List every line of the listing below that contains the word "black", matching uppercase and lowercase letters exactly.

-- Start of RAW RECORDS --

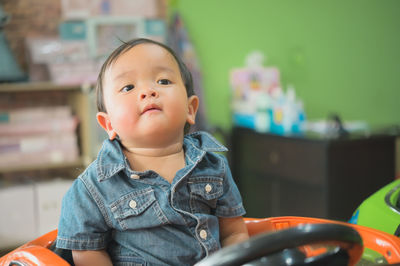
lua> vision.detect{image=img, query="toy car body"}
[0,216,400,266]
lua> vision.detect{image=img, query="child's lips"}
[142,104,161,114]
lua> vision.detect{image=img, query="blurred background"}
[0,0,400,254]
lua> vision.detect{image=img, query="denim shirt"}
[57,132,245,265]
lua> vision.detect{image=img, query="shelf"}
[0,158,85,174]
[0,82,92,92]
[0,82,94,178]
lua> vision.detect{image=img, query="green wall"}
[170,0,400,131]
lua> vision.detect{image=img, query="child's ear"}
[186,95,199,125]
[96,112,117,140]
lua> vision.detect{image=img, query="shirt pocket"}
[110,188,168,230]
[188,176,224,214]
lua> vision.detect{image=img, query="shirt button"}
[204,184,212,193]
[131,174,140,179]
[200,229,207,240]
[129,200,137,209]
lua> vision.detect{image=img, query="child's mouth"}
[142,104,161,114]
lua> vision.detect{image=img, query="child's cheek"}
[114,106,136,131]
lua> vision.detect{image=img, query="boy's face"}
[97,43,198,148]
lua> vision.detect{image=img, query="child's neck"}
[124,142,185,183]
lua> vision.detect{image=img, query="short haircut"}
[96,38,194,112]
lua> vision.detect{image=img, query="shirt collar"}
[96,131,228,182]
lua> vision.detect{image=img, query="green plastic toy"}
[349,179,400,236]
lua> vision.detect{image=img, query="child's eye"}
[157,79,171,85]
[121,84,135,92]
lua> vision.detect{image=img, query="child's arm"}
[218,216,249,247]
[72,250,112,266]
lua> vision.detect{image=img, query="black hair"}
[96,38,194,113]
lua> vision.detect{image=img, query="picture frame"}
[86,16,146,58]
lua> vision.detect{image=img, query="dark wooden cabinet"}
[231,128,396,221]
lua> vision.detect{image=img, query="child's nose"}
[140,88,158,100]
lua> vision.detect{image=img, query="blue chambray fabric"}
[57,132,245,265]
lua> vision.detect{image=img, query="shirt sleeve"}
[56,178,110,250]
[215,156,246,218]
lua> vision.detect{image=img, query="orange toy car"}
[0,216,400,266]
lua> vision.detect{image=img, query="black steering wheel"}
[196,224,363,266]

-- End of RAW RECORDS --
-- Start of RAW RECORDS --

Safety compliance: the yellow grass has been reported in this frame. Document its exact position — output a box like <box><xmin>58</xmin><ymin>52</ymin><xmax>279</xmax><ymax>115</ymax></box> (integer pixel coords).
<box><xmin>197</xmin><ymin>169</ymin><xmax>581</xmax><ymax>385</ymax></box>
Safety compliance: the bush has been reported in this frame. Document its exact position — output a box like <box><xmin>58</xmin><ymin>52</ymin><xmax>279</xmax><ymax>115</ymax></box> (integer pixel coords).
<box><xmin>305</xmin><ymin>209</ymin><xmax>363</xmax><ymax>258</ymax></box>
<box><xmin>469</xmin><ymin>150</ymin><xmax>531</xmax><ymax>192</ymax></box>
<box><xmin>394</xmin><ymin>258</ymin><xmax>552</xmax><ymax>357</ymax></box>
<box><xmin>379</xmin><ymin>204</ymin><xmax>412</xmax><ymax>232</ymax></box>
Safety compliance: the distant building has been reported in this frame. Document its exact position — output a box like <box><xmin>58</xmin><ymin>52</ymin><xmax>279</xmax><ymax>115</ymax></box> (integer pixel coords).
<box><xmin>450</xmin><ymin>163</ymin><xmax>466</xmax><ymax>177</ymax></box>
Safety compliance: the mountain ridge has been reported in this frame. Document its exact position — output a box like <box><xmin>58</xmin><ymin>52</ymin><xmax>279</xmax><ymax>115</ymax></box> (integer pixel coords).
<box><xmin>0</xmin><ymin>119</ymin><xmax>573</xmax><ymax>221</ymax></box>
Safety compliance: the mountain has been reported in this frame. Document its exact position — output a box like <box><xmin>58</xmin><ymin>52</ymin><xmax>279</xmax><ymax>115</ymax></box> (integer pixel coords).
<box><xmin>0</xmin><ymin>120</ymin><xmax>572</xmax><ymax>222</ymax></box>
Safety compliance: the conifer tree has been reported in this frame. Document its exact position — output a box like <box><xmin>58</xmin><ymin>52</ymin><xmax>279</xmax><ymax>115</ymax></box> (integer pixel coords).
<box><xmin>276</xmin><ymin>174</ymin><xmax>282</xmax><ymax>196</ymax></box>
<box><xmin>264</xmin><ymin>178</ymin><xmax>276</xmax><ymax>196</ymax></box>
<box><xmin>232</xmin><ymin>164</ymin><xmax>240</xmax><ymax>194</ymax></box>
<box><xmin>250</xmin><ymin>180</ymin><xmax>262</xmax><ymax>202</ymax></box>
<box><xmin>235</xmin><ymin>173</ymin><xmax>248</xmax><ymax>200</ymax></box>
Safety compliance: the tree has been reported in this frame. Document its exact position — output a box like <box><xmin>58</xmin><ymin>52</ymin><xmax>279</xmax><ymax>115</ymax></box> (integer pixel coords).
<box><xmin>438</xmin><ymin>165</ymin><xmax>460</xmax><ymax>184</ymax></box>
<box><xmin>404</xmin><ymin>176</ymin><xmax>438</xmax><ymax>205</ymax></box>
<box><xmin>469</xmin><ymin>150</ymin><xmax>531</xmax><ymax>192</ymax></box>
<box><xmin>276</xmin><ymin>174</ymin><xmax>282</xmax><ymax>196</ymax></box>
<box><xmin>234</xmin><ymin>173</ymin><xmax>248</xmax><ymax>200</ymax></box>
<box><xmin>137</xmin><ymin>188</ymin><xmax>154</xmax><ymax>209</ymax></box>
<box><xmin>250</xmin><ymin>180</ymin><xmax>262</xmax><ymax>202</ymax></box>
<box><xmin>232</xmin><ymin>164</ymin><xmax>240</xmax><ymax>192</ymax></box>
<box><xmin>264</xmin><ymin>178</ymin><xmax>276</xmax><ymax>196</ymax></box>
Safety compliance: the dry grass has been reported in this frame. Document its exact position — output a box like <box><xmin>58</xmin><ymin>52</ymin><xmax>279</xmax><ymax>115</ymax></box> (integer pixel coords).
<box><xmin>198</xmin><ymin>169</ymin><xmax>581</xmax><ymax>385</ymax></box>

-- End of RAW RECORDS --

SOLUTION TO THIS TASK →
lua> vision.detect{image=img, query="black hair"}
lua> vision.detect{image=img, query="black steering wheel"}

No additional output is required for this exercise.